(Segmentation dataset entries)
□ □ □

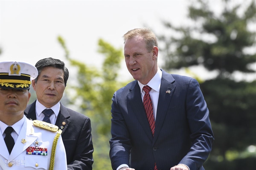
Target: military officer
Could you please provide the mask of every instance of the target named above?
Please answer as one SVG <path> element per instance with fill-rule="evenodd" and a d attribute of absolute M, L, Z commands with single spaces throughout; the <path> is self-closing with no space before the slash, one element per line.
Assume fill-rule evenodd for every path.
<path fill-rule="evenodd" d="M 38 74 L 24 62 L 0 62 L 0 170 L 67 169 L 61 130 L 24 115 Z"/>

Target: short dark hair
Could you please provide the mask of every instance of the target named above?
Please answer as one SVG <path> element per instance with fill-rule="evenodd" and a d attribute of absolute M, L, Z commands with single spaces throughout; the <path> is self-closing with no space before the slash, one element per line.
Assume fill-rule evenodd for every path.
<path fill-rule="evenodd" d="M 37 81 L 37 78 L 41 74 L 43 69 L 47 67 L 52 67 L 54 68 L 62 69 L 64 72 L 64 83 L 65 87 L 67 85 L 67 81 L 69 79 L 69 70 L 65 66 L 65 63 L 58 59 L 53 59 L 52 57 L 46 58 L 41 59 L 37 62 L 35 65 L 38 72 L 38 75 L 35 79 L 35 83 Z"/>

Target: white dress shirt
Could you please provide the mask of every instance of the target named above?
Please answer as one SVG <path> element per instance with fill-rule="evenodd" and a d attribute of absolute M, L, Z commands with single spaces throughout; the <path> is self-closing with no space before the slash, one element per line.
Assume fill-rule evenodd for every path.
<path fill-rule="evenodd" d="M 59 112 L 60 107 L 60 103 L 59 102 L 57 104 L 50 108 L 47 108 L 40 103 L 38 100 L 37 100 L 35 103 L 35 113 L 37 116 L 37 120 L 42 121 L 44 117 L 44 114 L 42 112 L 46 108 L 50 108 L 54 112 L 54 114 L 51 115 L 50 117 L 50 120 L 51 121 L 51 123 L 53 125 L 55 125 L 55 123 L 57 120 L 57 117 L 58 114 L 59 114 Z"/>

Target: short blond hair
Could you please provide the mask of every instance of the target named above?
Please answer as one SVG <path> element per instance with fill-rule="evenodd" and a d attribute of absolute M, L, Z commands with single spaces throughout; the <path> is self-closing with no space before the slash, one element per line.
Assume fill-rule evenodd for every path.
<path fill-rule="evenodd" d="M 126 39 L 131 39 L 137 36 L 143 38 L 149 52 L 151 51 L 154 47 L 158 47 L 157 39 L 155 34 L 148 28 L 135 29 L 128 31 L 123 36 L 124 40 L 124 43 L 125 43 Z"/>

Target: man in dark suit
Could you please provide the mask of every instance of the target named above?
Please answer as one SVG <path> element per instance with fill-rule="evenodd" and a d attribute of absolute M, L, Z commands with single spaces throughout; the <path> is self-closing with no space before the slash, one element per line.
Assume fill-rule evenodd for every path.
<path fill-rule="evenodd" d="M 132 30 L 123 38 L 125 62 L 135 80 L 112 98 L 112 168 L 204 170 L 214 138 L 198 82 L 159 69 L 150 29 Z"/>
<path fill-rule="evenodd" d="M 60 102 L 69 78 L 65 64 L 50 57 L 40 60 L 35 66 L 38 75 L 32 86 L 37 99 L 27 105 L 25 115 L 30 119 L 55 124 L 62 130 L 68 170 L 91 170 L 93 147 L 90 120 Z M 50 115 L 47 114 L 49 111 Z"/>

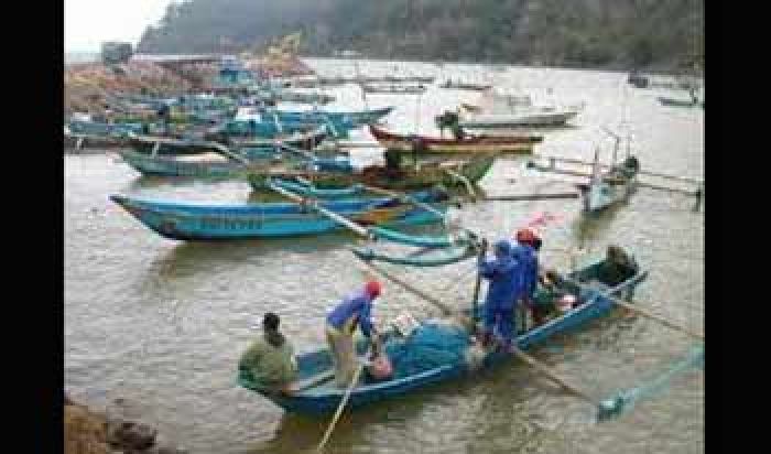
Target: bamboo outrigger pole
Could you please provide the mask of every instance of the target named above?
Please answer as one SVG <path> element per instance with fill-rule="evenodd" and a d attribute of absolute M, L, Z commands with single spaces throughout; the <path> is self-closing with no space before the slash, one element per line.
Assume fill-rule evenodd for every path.
<path fill-rule="evenodd" d="M 292 193 L 292 192 L 290 192 L 290 191 L 286 191 L 286 190 L 284 190 L 283 187 L 279 187 L 279 186 L 276 186 L 276 185 L 274 185 L 274 184 L 272 184 L 272 183 L 268 183 L 268 187 L 269 187 L 271 191 L 276 192 L 276 193 L 283 195 L 284 197 L 287 197 L 287 198 L 290 198 L 290 199 L 292 199 L 292 201 L 294 201 L 294 202 L 296 202 L 296 203 L 298 203 L 298 204 L 303 204 L 303 205 L 305 205 L 305 206 L 308 206 L 308 207 L 315 209 L 316 212 L 318 212 L 318 213 L 321 213 L 322 215 L 328 217 L 329 219 L 336 221 L 337 224 L 339 224 L 339 225 L 341 225 L 341 226 L 344 226 L 344 227 L 349 228 L 350 230 L 352 230 L 352 231 L 356 233 L 357 235 L 360 235 L 360 236 L 362 236 L 362 237 L 365 237 L 365 238 L 369 238 L 369 239 L 372 238 L 372 234 L 369 231 L 369 229 L 367 229 L 366 227 L 362 227 L 362 226 L 360 226 L 360 225 L 354 223 L 354 221 L 350 220 L 350 219 L 347 219 L 347 218 L 344 217 L 344 216 L 338 215 L 337 213 L 334 213 L 334 212 L 330 212 L 329 209 L 324 208 L 324 207 L 321 206 L 321 205 L 318 204 L 318 202 L 315 201 L 315 199 L 308 199 L 308 198 L 301 197 L 300 195 L 294 194 L 294 193 Z"/>
<path fill-rule="evenodd" d="M 579 288 L 589 289 L 588 285 L 583 284 L 583 283 L 577 282 L 577 281 L 574 281 L 574 280 L 572 280 L 572 279 L 566 279 L 566 281 L 568 281 L 568 282 L 571 282 L 571 283 L 574 283 L 574 284 L 578 285 Z M 661 323 L 662 325 L 665 325 L 665 326 L 667 326 L 667 327 L 670 327 L 670 328 L 672 328 L 672 329 L 674 329 L 674 331 L 681 332 L 681 333 L 683 333 L 683 334 L 686 334 L 686 335 L 688 335 L 688 336 L 691 336 L 691 337 L 694 337 L 694 338 L 696 338 L 696 339 L 698 339 L 698 340 L 704 342 L 704 334 L 702 334 L 702 333 L 696 333 L 696 332 L 694 332 L 694 331 L 692 331 L 692 329 L 689 329 L 689 328 L 687 328 L 687 327 L 685 327 L 685 326 L 681 326 L 681 325 L 678 325 L 678 324 L 676 324 L 676 323 L 673 323 L 673 322 L 671 322 L 671 321 L 669 321 L 669 320 L 662 317 L 661 315 L 656 315 L 656 314 L 653 314 L 653 313 L 651 313 L 651 312 L 648 312 L 648 311 L 645 311 L 645 310 L 643 310 L 643 309 L 640 309 L 640 307 L 636 306 L 634 304 L 631 304 L 631 303 L 629 303 L 629 302 L 627 302 L 627 301 L 619 300 L 618 298 L 610 296 L 610 295 L 606 295 L 606 296 L 607 296 L 610 301 L 612 301 L 613 303 L 616 303 L 616 304 L 620 305 L 621 307 L 625 307 L 625 309 L 627 309 L 627 310 L 629 310 L 629 311 L 631 311 L 631 312 L 634 312 L 636 314 L 639 314 L 639 315 L 642 315 L 642 316 L 644 316 L 644 317 L 654 320 L 654 321 Z"/>

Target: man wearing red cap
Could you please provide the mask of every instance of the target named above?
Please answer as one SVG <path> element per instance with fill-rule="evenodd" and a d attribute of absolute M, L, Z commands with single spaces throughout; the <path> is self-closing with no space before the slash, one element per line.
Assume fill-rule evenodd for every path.
<path fill-rule="evenodd" d="M 327 315 L 326 335 L 335 361 L 335 385 L 345 388 L 356 371 L 354 332 L 359 326 L 366 337 L 377 336 L 372 326 L 372 302 L 380 296 L 382 287 L 369 281 L 365 288 L 345 298 Z"/>
<path fill-rule="evenodd" d="M 539 282 L 539 257 L 541 238 L 530 228 L 517 230 L 517 242 L 513 245 L 512 255 L 522 263 L 522 300 L 525 307 L 533 307 L 533 294 Z"/>

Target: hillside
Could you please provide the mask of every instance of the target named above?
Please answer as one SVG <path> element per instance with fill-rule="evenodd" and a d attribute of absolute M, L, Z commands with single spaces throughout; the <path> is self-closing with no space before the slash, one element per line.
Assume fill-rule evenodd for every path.
<path fill-rule="evenodd" d="M 306 55 L 675 68 L 704 56 L 703 0 L 188 0 L 146 53 L 239 52 L 304 31 Z"/>

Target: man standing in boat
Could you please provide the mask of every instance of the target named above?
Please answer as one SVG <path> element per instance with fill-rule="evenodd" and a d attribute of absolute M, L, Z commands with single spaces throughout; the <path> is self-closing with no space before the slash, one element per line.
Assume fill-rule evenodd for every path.
<path fill-rule="evenodd" d="M 482 346 L 489 346 L 497 335 L 499 344 L 508 350 L 514 335 L 517 304 L 522 293 L 522 264 L 514 258 L 508 240 L 497 241 L 493 252 L 495 258 L 480 257 L 478 261 L 479 274 L 490 281 L 482 309 Z"/>
<path fill-rule="evenodd" d="M 252 379 L 264 387 L 286 390 L 297 376 L 297 361 L 292 344 L 279 331 L 281 320 L 269 312 L 262 318 L 262 337 L 243 353 L 239 368 L 248 370 Z"/>
<path fill-rule="evenodd" d="M 327 343 L 335 361 L 335 385 L 338 388 L 350 385 L 356 372 L 356 327 L 359 326 L 366 337 L 377 338 L 378 333 L 371 318 L 372 302 L 381 292 L 380 282 L 369 281 L 362 290 L 345 298 L 327 315 Z"/>
<path fill-rule="evenodd" d="M 537 251 L 541 249 L 542 241 L 531 228 L 519 229 L 514 240 L 514 242 L 510 242 L 512 256 L 522 263 L 520 273 L 522 293 L 518 298 L 522 299 L 524 307 L 529 307 L 533 313 L 533 318 L 535 318 L 537 311 L 533 309 L 533 295 L 539 282 Z M 523 322 L 526 325 L 526 320 L 523 318 Z"/>

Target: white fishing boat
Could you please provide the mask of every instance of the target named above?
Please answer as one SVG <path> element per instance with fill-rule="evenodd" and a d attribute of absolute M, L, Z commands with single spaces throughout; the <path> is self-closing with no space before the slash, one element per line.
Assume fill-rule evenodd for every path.
<path fill-rule="evenodd" d="M 497 89 L 485 91 L 487 106 L 461 105 L 459 126 L 469 129 L 563 126 L 584 108 L 577 106 L 535 105 L 530 95 Z"/>

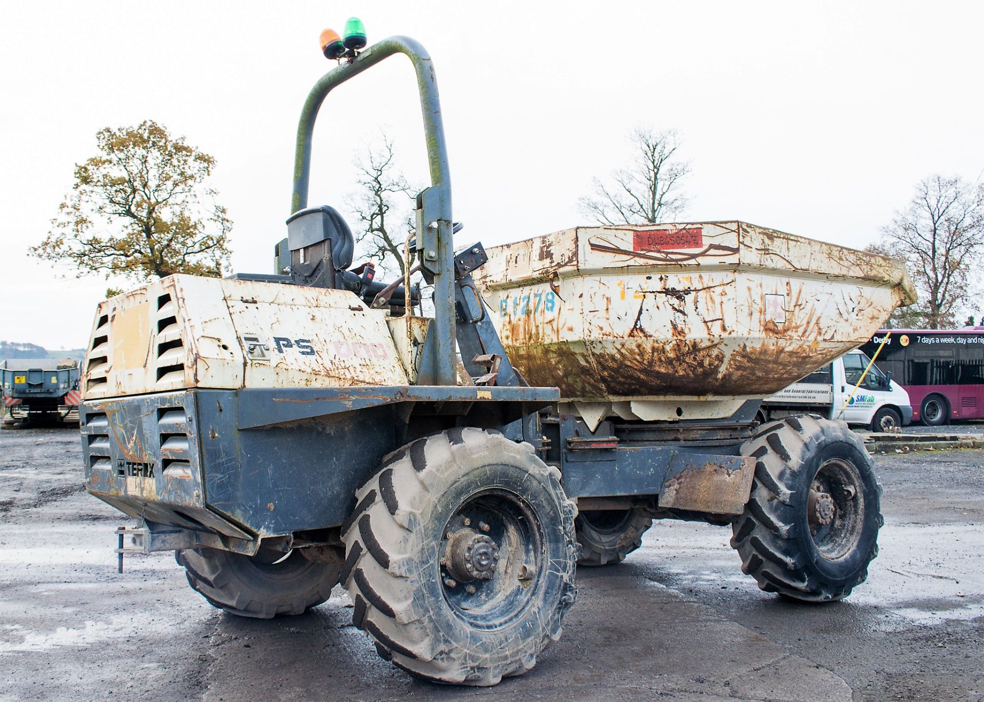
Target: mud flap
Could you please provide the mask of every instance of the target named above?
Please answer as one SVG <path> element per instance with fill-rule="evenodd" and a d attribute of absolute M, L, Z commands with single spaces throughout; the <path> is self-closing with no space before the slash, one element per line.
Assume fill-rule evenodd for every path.
<path fill-rule="evenodd" d="M 659 494 L 659 506 L 710 514 L 741 514 L 752 490 L 751 456 L 676 454 Z"/>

□ □ □

What you are asked to do - Reproduce the lines of the entries from the line containing "Target: man in dark suit" up to and including the line containing "60 102 L 69", with no changes.

Expected answer -
Target: man in dark suit
Could you please provide the mask of every instance of the target named above?
Please answer as one SVG <path> element per instance with fill-rule="evenodd" and a d attribute of absolute M, L, Z commands with single spaces throughout; the <path> is self-closing with no space before the slash, one element per line.
Assume fill-rule evenodd for every path.
<path fill-rule="evenodd" d="M 132 30 L 123 38 L 125 62 L 135 80 L 112 98 L 112 168 L 204 170 L 214 138 L 198 82 L 159 69 L 150 29 Z"/>
<path fill-rule="evenodd" d="M 60 102 L 69 78 L 65 64 L 50 57 L 40 60 L 35 66 L 38 75 L 32 86 L 37 99 L 27 105 L 25 115 L 30 119 L 55 124 L 62 130 L 68 170 L 91 170 L 93 147 L 90 120 Z M 50 115 L 47 114 L 49 111 Z"/>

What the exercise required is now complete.